-- begin TASK INPUTS --
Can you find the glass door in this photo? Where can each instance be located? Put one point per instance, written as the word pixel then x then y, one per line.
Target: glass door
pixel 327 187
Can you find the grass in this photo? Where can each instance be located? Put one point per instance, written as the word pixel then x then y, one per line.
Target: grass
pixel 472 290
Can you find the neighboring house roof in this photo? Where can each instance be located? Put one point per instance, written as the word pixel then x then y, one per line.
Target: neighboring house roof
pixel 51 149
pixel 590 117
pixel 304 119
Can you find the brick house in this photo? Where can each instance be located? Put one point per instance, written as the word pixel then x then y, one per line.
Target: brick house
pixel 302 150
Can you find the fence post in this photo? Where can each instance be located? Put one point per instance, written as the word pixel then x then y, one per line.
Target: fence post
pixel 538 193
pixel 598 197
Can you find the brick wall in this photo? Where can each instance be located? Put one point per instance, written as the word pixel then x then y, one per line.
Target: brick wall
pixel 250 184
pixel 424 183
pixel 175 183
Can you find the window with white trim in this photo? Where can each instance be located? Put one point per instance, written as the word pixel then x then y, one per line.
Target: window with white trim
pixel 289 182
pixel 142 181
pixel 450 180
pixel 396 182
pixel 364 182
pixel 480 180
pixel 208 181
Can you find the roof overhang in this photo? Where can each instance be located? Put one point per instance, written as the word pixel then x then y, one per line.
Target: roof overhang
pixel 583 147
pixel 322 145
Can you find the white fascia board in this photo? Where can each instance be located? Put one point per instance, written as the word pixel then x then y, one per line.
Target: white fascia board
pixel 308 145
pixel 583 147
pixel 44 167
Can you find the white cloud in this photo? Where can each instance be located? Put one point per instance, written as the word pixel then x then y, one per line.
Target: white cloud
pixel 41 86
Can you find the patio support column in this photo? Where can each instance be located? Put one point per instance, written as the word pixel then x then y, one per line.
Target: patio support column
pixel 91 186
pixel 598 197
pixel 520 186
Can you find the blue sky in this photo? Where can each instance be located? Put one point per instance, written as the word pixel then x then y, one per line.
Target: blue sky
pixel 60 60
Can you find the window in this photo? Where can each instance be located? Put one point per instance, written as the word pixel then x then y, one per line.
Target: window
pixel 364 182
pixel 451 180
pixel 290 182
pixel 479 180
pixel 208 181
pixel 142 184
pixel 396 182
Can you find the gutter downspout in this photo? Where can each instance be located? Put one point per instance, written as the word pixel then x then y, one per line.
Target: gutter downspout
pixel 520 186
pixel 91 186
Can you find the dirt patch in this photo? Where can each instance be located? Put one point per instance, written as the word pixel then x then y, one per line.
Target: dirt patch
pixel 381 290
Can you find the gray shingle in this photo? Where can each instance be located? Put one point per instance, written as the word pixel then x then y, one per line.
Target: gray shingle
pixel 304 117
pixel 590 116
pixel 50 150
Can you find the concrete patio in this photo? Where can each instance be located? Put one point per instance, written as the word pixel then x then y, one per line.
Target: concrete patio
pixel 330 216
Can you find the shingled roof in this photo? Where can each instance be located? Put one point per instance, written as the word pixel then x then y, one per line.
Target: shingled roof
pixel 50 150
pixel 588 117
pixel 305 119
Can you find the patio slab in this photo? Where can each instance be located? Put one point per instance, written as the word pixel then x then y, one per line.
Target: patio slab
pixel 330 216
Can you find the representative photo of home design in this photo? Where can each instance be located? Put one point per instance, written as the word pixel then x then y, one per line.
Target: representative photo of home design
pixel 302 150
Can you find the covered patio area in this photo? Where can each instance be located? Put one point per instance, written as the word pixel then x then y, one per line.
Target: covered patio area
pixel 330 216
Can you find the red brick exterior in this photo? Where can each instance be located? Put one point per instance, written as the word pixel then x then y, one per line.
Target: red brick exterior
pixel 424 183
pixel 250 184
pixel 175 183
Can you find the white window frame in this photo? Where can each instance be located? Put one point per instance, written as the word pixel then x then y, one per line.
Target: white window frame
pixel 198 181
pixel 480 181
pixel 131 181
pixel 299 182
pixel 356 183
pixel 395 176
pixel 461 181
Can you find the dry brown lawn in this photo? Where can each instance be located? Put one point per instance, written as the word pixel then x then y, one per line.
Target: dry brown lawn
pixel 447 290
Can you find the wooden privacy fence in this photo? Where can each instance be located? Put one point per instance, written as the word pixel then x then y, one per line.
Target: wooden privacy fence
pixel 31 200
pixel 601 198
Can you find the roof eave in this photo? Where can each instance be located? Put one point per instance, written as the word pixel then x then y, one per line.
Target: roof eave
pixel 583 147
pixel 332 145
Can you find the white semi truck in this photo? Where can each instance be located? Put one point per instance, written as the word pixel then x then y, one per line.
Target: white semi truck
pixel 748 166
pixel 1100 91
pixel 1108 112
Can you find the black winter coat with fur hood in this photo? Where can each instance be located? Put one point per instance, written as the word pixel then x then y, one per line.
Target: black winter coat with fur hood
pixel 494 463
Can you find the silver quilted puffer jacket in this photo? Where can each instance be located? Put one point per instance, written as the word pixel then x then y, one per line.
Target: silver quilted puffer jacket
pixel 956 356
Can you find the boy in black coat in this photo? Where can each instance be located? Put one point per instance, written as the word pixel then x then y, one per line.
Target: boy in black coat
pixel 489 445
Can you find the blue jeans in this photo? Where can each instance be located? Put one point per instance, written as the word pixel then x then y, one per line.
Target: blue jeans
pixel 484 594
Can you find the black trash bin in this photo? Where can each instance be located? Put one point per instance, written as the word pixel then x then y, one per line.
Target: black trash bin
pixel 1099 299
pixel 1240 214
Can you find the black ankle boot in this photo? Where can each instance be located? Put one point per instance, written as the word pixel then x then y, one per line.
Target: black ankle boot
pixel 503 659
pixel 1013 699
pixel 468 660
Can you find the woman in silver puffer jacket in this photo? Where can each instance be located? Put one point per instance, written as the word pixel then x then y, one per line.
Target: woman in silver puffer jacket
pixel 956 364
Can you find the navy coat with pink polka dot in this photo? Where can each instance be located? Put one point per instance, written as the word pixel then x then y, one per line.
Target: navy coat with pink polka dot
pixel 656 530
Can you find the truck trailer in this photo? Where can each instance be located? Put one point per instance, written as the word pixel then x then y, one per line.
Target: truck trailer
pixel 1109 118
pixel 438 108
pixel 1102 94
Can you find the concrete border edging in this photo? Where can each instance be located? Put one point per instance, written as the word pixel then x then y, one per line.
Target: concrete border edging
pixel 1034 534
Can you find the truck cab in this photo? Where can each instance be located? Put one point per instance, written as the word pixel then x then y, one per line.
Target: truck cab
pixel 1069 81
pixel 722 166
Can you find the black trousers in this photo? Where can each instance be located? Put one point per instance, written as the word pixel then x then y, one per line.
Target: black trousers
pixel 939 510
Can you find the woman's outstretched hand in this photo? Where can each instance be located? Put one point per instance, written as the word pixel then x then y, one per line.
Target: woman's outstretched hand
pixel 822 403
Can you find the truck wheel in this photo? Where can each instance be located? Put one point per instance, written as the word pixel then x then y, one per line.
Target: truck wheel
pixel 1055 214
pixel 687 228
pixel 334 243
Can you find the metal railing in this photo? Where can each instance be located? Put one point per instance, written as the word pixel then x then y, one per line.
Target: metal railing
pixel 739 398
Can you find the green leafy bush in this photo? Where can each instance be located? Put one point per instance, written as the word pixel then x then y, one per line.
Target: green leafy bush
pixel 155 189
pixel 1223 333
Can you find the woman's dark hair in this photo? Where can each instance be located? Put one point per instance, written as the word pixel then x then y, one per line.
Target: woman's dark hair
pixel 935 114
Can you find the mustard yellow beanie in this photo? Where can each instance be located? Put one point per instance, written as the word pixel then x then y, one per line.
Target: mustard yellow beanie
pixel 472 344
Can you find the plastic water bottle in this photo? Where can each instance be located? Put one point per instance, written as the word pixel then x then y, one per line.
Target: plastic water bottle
-- end TASK INPUTS --
### STATED TASK
Rewrite the whole listing above, renaming "instance" to "occurrence" wherever it occurs and leaving every other character as it is.

### THE ANSWER
Can you find the glass door in this photo? Where can each occurrence be located? Put one point per occurrence, written as the word pixel then x then y, one per line.
Target: glass door
pixel 327 187
Can you find the grass in this photo? Where can each occurrence be located? Put one point per occurrence, written as the word pixel then x then y, one per line.
Target: grass
pixel 472 290
Can you find the neighboring house roof in this photo? Where can each occurrence be located? Put one point per occurrence, written as the word pixel then x then y, one per line.
Target: neighboring house roof
pixel 51 149
pixel 590 117
pixel 304 119
Can you find the brick house in this photo? Where can each occurrence be located? Put one point per occurrence, written as the word pixel then x then y, one per line.
Target: brick house
pixel 302 150
Can you find the fence post in this photo? Where can each occurrence be located? Put one point per occurrence, written as the word pixel then x then y, one per line.
Target: fence post
pixel 538 193
pixel 598 197
Can you find the brick wall in this photo? Where can each occurrence be located? Put one point per occurrence, written as the word pixel then x then y, one per line.
Target: brick wall
pixel 250 184
pixel 424 183
pixel 175 183
Can you find the window with white trim in this photo? Where can each occurrence be located? Put one point per occurrence, written as the word pixel then x then y, one per line.
Target: window with white trim
pixel 289 182
pixel 142 181
pixel 450 180
pixel 396 182
pixel 364 182
pixel 480 180
pixel 208 181
Can you find the roof overhang in this photo? Where can each occurrence be located? Put one point per occurrence, written as the word pixel then x then y, one per line.
Target: roof overhang
pixel 583 147
pixel 322 145
Can you find the white fascia board in this photo? Where can each occurrence be located? Put one point per occurrence, written as the word pixel then x then y, one per line.
Target: white fascia board
pixel 308 145
pixel 583 147
pixel 44 167
Can you find the white cloud in this photo? Where can each occurrence be located? Put one point per occurrence, written as the word pixel then x then y, one per line.
Target: white cloud
pixel 41 86
Can you find the patio support column in this photo? Where can each occurrence be located? Put one point per occurrence, written as the word pixel then x then y, one per line.
Target: patio support column
pixel 91 186
pixel 598 197
pixel 520 186
Can you find the blue sky in this photo? Where can each occurrence be located? Put one point per occurrence, written as the word pixel then x then y, one per line.
Target: blue sky
pixel 60 60
Can you find the window in this photo? Where can each occurrence be located? Put one point per occurrence, written as the word pixel then x then y, one per line.
Target: window
pixel 364 182
pixel 451 180
pixel 290 182
pixel 479 180
pixel 208 181
pixel 142 184
pixel 396 182
Can you find the gutter downspout in this photo? Where can each occurrence be located? Put one point per occurrence, written as the word pixel then x then y, one per line.
Target: gutter downspout
pixel 520 186
pixel 91 186
Can you find the dirt patch in this photo? Where can each occurrence be located? Put one point per occurrence, written as the word pixel then x then y, one per line.
Target: dirt patch
pixel 381 290
Can you find the gray shingle in this photo? Where can each occurrence be located? Put one point per occurrence, written as the word pixel then x then y, one per line.
Target: gray shingle
pixel 304 117
pixel 590 116
pixel 50 150
Can you find the concrete patio in this photo? Where can each occurrence be located? Put one point per occurrence, written as the word pixel then x then y, one per line.
Target: concrete patio
pixel 330 216
Can you find the shingled roof in this photo? Where can each occurrence be located? Put one point per occurrence, written as the word pixel then x then y, one per line.
Target: shingled roof
pixel 50 150
pixel 588 117
pixel 305 119
Can you find the patio slab in this photo? Where can each occurrence be located? Put one point per occurrence, written as the word pixel then x then y, one per line.
Target: patio slab
pixel 330 216
Can you find the representative photo of home design in this photo? Where can each occurrence be located? Put one point per occurrence, written as the word pixel then x then y, one per line.
Target: representative photo of home design
pixel 302 150
Can you find the covered patio area in this photo? Where can each occurrence be located? Put one point per occurrence, written as the word pixel then x then y, one per line.
Target: covered patio area
pixel 330 216
Can you find the red brick exterior in this photo? Where can each occurrence be located? Put one point per occurrence, written as the word pixel then x then y, one per line.
Target: red brick exterior
pixel 424 183
pixel 250 184
pixel 175 183
Can you find the white window frame in this photo? Where can each occurrence be located? Put one point per occurrence, written as the word pixel then x then y, one per line.
Target: white window frame
pixel 198 181
pixel 480 181
pixel 131 181
pixel 299 182
pixel 356 183
pixel 395 176
pixel 461 181
Can you find the dry brown lawn in this photo? Where can each occurrence be located? Put one point per occurrence, written as the word pixel then x then y, one per line.
Target: dry brown lawn
pixel 447 290
Can you find the wooden privacy fence in this photo? Where can each occurrence be located? Put one point per occurrence, written as the word pixel then x then y, one per line.
Target: wooden privacy fence
pixel 31 200
pixel 601 198
Can you find the roof eave in this photo? Where can each occurrence be located? Put one point per occurrence, written as the word pixel then x then y, one per line.
Target: roof eave
pixel 583 147
pixel 332 145
Can you find the white semi truck in this photo? Where can each occurrence be located? Put one point per occurrence, written as the word pixel then x then y, one per line.
Target: white semi truck
pixel 748 166
pixel 1100 91
pixel 1108 112
Can you find the black winter coat with fur hood in this photo? Where can each occurrence be located? Put one point per occurrence, written as the word pixel then x then y, one per line.
Target: black winter coat with fur hood
pixel 494 463
Can you find the silver quilted puffer jacket in this photo? Where can each occurrence be located? Put one point per occurrence, written as the word pixel then x then y, one per line.
Target: silver quilted puffer jacket
pixel 956 356
Can you find the boy in black coat in this photo? Where can each occurrence be located? Put one point per occurrence, written as the word pixel then x then y, one per line.
Target: boy in black coat
pixel 489 445
Can you find the blue jeans in this photo? Where can each occurrence be located? Put one point per occurrence, written as the word pixel then x then y, one per line.
Target: blue jeans
pixel 484 594
Can you find the black trash bin in this photo? Where can each occurrence be located? Put one point per occurrence, written as the word pixel then x then y, one per line.
Target: black trash bin
pixel 1099 299
pixel 1240 214
Can you find the black ankle boot in this photo? Where can each occurrence be located? Put one point per occurrence, written as the word pixel then x then y, one per line.
Target: black ankle boot
pixel 503 659
pixel 1013 699
pixel 468 660
Can you find the woman in silver puffer jacket in this photo? Where can each occurrence be located? Put one point per occurrence, written as the word pixel then x then y, one per line.
Target: woman in silver puffer jacket
pixel 956 364
Can you find the navy coat with pink polka dot in this photo? Where can each occurrence be located? Put one point per occurrence, written as the word pixel then x then y, one per line.
Target: navy coat with pink polka dot
pixel 656 530
Can you find the truck trailer in this photo? Where can each occurrence be located? Put one point per occurrence, written as the word pixel then x then y, one per line.
Target: truck trailer
pixel 1109 118
pixel 438 108
pixel 1102 94
Can you find the concrete border edging in this photo? Where can each occurrence be located? Put one point per occurrence, written as the word pixel then x then y, one per line.
Target: concrete border edging
pixel 1034 534
Can you find the truck cab in this photo? Where can each occurrence be located? Put one point per occurrence, written as the word pixel then x then y, one per line.
Target: truck cab
pixel 1069 81
pixel 722 166
Can you find the black trousers in this photo? Where can each occurrence be located? Put one point per occurrence, written as the word pixel then x then y, one per line.
Target: black trousers
pixel 939 510
Can you find the woman's outstretched hand in this photo? Where can each occurrence be located? Put one point per occurrence, written as the word pixel then x then y, one per line.
Target: woman's outstretched hand
pixel 822 403
Can you find the truck wheel in this photo? Where can each occurrence be located? Put one point per occurrence, written as the word pixel then x then y, one per line.
Target: truck wheel
pixel 1055 214
pixel 687 228
pixel 334 243
Can you find the metal railing in this photo? Where can each occurrence be located? Put one point per occurrence, written as the word pixel then x then y, one per line.
Target: metal railing
pixel 739 398
Can you find the green leafy bush in this photo? Where can each occurrence be located? Put one point per occurrence, written as the word pixel then x then y, one per line.
Target: green leafy bush
pixel 155 189
pixel 1223 333
Can you find the woman's dark hair in this photo? Where can each occurrence be located? Put one point per occurrence, written as the word pixel then x then y, one per line.
Target: woman's dark hair
pixel 935 114
Can you find the mustard yellow beanie in this photo? Where can each occurrence be located? Put one point per occurrence, written as the word pixel then x then y, one per line.
Target: mustard yellow beanie
pixel 472 344
Can you find the plastic water bottle in this photo? Where can each occurrence be located? Put one point per occurrence, written as the word pixel then x then y, one per line.
Target: plastic water bottle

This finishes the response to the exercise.